U2, Window in the Skies -- Gotta have a montage! This one splices together footage of a bunch of Hall of Famers performing. A lot of Elvis, a bit of Beatles, some Stevie, the Ramones, Nirvana.

Filter, Hey Man Nice Shot --
Might not hear it much on the radio these days, but this is one of those songs that'll stick in your brain for a while. The brooding synth-bass verses give way to a classic-rock guitar cascade in a screaming chorus. And it's a memorable topic for a rock song -- the press-conference suicide of a scandal-plagued politician. Lyrically, the semi-ironic detachment doesn't seem to work these days, but it's still powerful musically.

Army of Anyone, Goodbye -- I didn't think Filter was still around, and this is indeed frontman Richard Patrick's new project with a couple of former Stone Temple Pilots. It sounds ... exactly like an STP song with Richard Patrick singing instead of Weiland. It's riff-driven rock with a change in tone for the chorus, almost the opposite of Nirvana's typical "soft verse, loud chorus" approach. The video is mostly a performance clip, particularly when drummer Ray Luzier cuts loose at the end. This could be put to effective use in a dramatic TV or movie scene, but I can't imagine putting it in heavy rotation on the iPod.

-- -- --

§ Problems to solve
(1) In the music video reviews, what makes Filter's "Hey Man Nice Shot" a memorable topic for a rock song?
(2) Swap "valley" for "meadow" in the records, from the line holding "pin: the valley" through the end of the records, inclusive, and return only those lines.

-- -- --

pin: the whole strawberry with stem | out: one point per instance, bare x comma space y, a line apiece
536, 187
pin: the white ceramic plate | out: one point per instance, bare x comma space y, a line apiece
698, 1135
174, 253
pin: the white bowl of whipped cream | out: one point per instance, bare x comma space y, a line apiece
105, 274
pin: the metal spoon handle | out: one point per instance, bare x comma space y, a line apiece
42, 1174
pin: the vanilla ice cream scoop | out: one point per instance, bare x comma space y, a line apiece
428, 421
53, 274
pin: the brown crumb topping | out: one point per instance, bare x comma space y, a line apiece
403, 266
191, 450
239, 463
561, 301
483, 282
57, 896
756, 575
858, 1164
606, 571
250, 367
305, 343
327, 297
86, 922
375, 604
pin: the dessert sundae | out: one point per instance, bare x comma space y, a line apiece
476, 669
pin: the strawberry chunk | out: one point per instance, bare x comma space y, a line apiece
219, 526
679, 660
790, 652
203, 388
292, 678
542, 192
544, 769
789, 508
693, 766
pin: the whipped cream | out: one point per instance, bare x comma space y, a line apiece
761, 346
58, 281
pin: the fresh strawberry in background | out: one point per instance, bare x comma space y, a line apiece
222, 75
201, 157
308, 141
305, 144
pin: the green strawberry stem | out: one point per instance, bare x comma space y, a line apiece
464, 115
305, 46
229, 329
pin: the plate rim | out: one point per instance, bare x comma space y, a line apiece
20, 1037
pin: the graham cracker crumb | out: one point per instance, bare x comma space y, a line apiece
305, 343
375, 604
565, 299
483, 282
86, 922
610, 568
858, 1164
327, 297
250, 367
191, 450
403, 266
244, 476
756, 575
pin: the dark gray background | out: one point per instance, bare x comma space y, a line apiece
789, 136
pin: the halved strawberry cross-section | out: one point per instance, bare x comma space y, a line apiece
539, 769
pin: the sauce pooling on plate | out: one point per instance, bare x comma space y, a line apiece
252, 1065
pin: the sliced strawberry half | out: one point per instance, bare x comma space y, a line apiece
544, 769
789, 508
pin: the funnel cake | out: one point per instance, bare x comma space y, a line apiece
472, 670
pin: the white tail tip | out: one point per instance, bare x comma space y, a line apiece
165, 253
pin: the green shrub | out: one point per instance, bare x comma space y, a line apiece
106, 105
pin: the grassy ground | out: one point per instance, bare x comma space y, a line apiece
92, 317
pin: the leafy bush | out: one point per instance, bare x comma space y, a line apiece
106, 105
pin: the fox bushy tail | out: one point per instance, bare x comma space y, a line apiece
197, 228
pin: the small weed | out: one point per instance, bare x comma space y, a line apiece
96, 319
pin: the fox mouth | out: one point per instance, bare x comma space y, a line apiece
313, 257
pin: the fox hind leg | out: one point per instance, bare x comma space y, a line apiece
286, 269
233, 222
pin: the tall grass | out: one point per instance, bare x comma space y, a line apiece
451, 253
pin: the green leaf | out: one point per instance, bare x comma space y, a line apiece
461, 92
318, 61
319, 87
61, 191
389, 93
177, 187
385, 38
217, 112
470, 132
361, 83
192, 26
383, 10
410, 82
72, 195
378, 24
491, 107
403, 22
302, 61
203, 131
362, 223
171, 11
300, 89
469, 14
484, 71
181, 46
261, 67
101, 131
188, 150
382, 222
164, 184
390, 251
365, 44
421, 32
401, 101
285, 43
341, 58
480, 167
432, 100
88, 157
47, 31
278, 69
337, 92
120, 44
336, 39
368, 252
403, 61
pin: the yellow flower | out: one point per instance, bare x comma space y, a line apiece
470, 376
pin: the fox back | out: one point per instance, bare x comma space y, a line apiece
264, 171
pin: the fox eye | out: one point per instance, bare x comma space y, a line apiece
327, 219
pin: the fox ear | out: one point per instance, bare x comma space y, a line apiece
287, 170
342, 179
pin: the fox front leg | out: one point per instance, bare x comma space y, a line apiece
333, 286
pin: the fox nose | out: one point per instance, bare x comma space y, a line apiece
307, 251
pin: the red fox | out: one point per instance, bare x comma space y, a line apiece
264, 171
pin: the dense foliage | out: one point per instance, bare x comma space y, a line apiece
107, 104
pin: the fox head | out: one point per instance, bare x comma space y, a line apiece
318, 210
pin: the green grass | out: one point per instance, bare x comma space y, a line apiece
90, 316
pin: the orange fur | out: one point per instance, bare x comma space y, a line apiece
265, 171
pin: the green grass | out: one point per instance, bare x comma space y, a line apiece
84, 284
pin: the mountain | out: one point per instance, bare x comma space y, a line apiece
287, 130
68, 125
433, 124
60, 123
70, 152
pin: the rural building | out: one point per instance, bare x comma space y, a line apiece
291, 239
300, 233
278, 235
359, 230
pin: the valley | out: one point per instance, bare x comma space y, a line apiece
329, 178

-- -- --

§ Solution list
(1) The song is about a scandal-plagued politician who killed himself during a press conference.

(2)
pin: the meadow | out: one point per instance, bare x comma space y, a line apiece
329, 178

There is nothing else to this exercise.